- _ABOUT THIS TASK_: Could you restate all of the entries, word for word?

Source records
□ □ □ □
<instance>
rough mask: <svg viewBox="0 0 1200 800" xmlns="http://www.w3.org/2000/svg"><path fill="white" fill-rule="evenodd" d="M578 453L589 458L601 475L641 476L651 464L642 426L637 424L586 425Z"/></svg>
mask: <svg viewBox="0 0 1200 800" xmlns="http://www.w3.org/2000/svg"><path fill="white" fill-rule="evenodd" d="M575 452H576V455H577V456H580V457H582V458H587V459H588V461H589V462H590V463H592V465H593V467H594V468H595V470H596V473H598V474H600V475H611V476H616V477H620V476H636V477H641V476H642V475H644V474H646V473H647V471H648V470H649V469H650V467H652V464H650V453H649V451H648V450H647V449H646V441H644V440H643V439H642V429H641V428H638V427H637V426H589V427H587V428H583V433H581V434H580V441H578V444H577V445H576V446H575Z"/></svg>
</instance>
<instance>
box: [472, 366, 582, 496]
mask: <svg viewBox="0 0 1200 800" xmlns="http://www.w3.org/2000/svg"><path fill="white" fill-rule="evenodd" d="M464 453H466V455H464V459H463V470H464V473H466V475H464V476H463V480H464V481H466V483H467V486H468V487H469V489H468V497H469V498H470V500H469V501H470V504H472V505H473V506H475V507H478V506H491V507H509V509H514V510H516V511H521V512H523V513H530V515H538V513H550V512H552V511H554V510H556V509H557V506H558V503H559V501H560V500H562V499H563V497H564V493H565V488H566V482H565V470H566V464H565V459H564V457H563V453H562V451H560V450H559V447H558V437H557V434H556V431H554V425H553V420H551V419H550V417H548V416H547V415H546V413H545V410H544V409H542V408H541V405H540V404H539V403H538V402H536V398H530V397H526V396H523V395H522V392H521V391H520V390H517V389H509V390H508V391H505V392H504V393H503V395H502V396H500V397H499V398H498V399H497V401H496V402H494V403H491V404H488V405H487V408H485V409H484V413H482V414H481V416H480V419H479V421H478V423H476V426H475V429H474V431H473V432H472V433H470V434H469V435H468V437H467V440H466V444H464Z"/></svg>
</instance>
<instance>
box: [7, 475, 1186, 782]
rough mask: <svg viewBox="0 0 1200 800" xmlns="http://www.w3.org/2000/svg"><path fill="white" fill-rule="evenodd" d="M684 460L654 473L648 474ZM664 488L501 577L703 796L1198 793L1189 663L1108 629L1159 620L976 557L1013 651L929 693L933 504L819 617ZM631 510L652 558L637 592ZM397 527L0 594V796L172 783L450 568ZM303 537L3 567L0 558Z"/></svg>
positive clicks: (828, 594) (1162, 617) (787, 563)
□ □ □ □
- _EXERCISE RESPONSE_:
<instance>
rough mask: <svg viewBox="0 0 1200 800" xmlns="http://www.w3.org/2000/svg"><path fill="white" fill-rule="evenodd" d="M578 453L589 458L601 475L641 476L651 464L642 426L637 424L586 425Z"/></svg>
mask: <svg viewBox="0 0 1200 800" xmlns="http://www.w3.org/2000/svg"><path fill="white" fill-rule="evenodd" d="M575 452H576V455H577V456H580V457H582V458H587V459H588V461H589V462H590V463H592V465H593V467H594V468H595V470H596V473H598V474H600V475H611V476H616V477H620V476H636V477H641V476H642V475H644V474H646V473H647V471H648V470H649V469H650V467H652V464H650V453H649V451H648V450H647V449H646V441H644V440H643V439H642V429H641V428H638V427H637V426H589V427H587V428H583V433H581V434H580V441H578V444H577V445H576V446H575Z"/></svg>
</instance>
<instance>
box: [472, 366, 582, 496]
mask: <svg viewBox="0 0 1200 800" xmlns="http://www.w3.org/2000/svg"><path fill="white" fill-rule="evenodd" d="M464 453H466V455H464V459H463V470H464V473H466V475H464V476H463V480H464V481H466V483H467V486H468V487H469V489H468V497H469V498H470V500H469V501H470V504H472V505H473V506H475V507H478V506H491V507H509V509H514V510H516V511H521V512H523V513H530V515H538V513H550V512H552V511H554V510H556V509H557V506H558V503H559V501H560V500H562V499H563V497H564V493H565V488H566V482H565V470H566V464H565V459H564V457H563V453H562V451H560V450H559V447H558V437H557V434H556V431H554V425H553V420H551V419H550V417H548V416H547V415H546V413H545V410H544V409H542V408H541V405H540V404H539V403H538V402H536V398H530V397H526V396H523V395H522V392H521V391H520V390H517V389H509V390H508V391H505V392H504V393H503V395H502V396H500V397H499V398H498V399H497V401H496V402H494V403H491V404H488V405H487V408H485V409H484V413H482V414H481V416H480V419H479V421H478V423H476V426H475V429H474V431H473V432H472V433H470V434H469V435H468V437H467V440H466V444H464Z"/></svg>
</instance>
<instance>
box: [7, 475, 1186, 782]
rough mask: <svg viewBox="0 0 1200 800" xmlns="http://www.w3.org/2000/svg"><path fill="white" fill-rule="evenodd" d="M684 460L654 473L648 474ZM664 488L501 577L703 796L1198 793L1189 663L1108 629L1159 620L976 557L1013 651L929 693L933 504L819 617ZM631 510L652 558L637 592ZM397 527L0 594V796L172 783L450 568ZM303 537L3 567L0 558Z"/></svg>
positive clicks: (828, 594) (1162, 617) (787, 563)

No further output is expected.